### Reading text
- - -
Click here to Skip to main content
15,886,963 members
Please Sign up or sign in to vote.
1.00/5 (1 vote)
See more:
string[] words;
private void ExportPDFToExcel(string fileName)
{
StringBuilder text = new StringBuilder();
PdfReader pdfReader = new PdfReader(fileName);

for (int page = 1; page <= pdfReader.NumberOfPages; page++)
{
ITextExtractionStrategy strategy = new LocationTextExtractionStrategy();
string currentText = PdfTextExtractor.GetTextFromPage(pdfReader, page, strategy);
words = currentText.Split('\n');
for (int j = 0, len = words.Length; j < len; j++)
{
currentText = Encoding.UTF8.GetString(Encoding.UTF8.GetBytes(words[j]));
text.Append(currentText + Environment.NewLine);
pdfReader.Close();

}
FileStream fs1 = new FileStream("D:\\Yourfile.txt", FileMode.OpenOrCreate, FileAccess.Write);
StreamWriter writer = new StreamWriter(fs1);
writer.Write(text);
writer.Close();

StreamReader objReader = new StreamReader(@"D:\\Yourfile.txt");
string sLine = "";
ArrayList arrText = new ArrayList();
while (sLine != null)
{
sLine = objReader.ReadLine();
if (sLine != null)
arrText.Add(sLine);
}
callExcel(arrText, false);
}
}

C#
private void button1_Click(object sender, EventArgs e)
       {
           string file = Path.GetFullPath(@"C:\Users\karthi\Desktop\ast_sci_data_tables_sample.pdf");
           this.ExportPDFToExcel(file);
       }
Posted

1 solution

Sorry but PDF does not have a table format, no concept of cell/row/column/header/footer...
- - -
### Available data
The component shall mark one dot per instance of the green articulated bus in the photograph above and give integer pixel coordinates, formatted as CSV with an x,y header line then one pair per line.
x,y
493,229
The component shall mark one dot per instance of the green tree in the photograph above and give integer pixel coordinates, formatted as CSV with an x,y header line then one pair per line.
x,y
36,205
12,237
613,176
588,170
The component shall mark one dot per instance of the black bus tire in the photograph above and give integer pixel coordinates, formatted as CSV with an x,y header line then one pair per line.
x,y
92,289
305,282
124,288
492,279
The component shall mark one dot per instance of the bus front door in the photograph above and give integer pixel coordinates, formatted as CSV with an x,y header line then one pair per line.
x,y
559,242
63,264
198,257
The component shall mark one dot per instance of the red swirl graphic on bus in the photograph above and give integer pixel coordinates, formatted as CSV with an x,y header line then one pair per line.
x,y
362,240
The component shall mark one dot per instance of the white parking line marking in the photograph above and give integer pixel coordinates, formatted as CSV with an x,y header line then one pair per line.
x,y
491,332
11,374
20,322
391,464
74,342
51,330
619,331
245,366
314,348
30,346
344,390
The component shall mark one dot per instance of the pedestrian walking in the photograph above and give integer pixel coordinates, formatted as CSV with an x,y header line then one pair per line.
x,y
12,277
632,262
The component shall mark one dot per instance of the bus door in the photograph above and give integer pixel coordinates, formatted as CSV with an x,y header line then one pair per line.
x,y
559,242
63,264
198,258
- - -
### How to complete this task
In the PDF-to-Excel forum thread, list every class that the ExportPDFToExcel method instantiates with the new keyword. The rows aren't needed for this.

### Exercise answer
StringBuilder, PdfReader, LocationTextExtractionStrategy, FileStream, StreamWriter, StreamReader, ArrayList